» Problem requirements
Starting at the line that contains "Practice step: point out every instance of the stone" and stopping after the last line, set down the listing exactly as it is. Add nothing.

» Given records
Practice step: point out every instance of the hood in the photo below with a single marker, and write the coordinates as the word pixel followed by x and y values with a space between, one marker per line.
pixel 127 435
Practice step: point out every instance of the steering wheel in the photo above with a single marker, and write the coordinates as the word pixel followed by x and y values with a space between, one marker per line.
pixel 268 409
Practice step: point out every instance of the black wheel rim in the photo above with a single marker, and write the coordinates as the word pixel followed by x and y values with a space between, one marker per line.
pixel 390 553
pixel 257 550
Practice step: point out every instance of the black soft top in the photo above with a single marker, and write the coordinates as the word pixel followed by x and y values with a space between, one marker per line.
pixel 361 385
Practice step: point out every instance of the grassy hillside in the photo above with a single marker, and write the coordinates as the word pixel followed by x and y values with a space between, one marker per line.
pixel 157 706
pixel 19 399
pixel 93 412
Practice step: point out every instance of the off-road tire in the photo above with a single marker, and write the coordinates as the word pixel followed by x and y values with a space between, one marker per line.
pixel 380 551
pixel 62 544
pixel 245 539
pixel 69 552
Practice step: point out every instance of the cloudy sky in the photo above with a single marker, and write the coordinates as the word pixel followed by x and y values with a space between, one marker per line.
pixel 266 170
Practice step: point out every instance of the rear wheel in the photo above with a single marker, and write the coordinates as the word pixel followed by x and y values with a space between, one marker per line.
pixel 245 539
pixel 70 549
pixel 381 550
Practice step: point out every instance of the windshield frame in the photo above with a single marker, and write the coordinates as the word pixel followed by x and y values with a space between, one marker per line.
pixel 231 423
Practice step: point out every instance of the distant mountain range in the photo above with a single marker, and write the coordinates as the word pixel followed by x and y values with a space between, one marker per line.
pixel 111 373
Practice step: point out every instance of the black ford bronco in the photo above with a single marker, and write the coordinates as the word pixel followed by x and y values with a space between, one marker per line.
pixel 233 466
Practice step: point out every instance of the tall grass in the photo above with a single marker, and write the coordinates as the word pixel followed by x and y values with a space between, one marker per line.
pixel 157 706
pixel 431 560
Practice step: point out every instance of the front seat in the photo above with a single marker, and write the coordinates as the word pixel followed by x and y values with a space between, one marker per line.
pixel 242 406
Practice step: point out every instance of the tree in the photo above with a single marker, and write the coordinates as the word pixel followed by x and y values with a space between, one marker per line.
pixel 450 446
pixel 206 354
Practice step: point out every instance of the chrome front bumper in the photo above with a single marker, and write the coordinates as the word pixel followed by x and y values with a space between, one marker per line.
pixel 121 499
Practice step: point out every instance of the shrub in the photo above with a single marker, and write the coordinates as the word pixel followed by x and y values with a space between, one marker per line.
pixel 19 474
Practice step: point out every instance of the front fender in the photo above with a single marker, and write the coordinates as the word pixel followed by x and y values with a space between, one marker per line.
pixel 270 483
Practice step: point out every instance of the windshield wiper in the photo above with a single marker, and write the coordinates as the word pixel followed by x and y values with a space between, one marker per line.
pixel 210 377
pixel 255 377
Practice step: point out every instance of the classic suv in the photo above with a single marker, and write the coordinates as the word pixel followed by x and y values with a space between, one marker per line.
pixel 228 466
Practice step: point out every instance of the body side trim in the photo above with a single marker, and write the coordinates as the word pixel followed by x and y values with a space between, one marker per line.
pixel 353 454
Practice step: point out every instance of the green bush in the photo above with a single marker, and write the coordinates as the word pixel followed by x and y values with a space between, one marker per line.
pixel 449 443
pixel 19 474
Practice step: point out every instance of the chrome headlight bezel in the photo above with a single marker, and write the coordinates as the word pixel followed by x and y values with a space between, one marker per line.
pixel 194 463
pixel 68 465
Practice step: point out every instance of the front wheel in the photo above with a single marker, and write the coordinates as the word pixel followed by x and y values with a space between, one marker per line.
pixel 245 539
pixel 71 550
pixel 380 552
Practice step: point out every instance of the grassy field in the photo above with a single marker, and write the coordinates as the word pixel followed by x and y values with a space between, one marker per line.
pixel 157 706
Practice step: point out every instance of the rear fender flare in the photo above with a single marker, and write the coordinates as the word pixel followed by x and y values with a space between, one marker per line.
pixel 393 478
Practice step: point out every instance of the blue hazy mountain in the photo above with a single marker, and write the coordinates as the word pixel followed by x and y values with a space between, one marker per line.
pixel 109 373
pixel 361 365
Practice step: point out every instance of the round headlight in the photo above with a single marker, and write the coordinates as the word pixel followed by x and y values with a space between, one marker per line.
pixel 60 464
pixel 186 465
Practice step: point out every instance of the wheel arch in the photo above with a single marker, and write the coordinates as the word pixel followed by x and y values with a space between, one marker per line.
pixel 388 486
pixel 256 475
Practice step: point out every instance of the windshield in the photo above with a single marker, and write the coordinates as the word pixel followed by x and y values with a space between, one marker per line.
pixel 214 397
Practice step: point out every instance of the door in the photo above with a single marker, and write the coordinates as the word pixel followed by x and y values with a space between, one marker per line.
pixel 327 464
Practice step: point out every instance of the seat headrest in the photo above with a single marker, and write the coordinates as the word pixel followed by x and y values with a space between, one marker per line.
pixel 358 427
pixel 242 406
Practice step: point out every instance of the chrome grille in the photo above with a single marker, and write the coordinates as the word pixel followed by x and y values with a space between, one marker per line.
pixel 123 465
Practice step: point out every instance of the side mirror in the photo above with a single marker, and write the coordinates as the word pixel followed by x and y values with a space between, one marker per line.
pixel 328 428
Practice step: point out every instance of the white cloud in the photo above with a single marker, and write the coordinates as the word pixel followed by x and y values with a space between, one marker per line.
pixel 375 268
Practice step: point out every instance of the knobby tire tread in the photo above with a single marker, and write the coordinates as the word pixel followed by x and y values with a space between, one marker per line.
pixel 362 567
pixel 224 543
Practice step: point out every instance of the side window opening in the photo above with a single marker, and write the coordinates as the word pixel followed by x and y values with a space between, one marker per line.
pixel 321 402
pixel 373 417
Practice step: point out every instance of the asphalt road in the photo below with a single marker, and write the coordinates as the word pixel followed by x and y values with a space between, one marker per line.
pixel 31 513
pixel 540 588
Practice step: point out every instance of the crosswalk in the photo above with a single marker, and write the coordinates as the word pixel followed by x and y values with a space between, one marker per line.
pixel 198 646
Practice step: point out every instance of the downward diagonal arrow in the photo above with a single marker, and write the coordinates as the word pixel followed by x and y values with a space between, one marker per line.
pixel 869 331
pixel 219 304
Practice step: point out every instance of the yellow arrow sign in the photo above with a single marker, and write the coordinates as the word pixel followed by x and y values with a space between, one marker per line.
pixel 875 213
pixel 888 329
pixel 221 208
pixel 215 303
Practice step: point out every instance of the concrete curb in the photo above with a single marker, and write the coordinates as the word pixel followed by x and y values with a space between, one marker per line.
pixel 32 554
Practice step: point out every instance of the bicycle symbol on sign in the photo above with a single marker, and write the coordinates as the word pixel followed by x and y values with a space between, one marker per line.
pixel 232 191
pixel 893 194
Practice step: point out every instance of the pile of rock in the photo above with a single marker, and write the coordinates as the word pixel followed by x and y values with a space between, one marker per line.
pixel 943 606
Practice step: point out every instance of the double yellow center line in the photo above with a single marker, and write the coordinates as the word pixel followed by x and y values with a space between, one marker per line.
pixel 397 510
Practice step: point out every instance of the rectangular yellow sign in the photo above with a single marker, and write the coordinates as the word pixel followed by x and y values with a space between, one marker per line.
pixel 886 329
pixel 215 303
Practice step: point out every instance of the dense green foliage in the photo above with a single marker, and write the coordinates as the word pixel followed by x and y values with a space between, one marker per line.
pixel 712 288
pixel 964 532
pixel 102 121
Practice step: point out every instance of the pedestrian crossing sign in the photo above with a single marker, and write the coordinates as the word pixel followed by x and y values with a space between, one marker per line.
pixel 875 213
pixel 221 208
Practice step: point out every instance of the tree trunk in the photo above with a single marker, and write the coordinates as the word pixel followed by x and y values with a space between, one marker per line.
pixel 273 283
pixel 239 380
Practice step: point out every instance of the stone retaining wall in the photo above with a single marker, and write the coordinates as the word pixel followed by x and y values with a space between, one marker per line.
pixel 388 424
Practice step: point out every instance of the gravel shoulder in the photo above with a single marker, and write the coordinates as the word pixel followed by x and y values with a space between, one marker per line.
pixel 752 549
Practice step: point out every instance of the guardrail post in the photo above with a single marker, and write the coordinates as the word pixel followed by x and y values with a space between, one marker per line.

» Response
Practice step: point out every instance of the stone retaining wall in the photo above with a single marker, and write the coordinates as the word pixel followed by x and y values with a space between, one marker per line.
pixel 388 424
Practice step: point out every instance of the gravel shoulder in the photo above with a single marker, and write the coordinates as the word pixel followed by x and y values with a space between, one marker per line.
pixel 752 549
Practice step: point out every instance of the guardrail post in the photo above with a single marker, and write the coordinates as the word pixel followed by x and y values with a space between, one marker per line.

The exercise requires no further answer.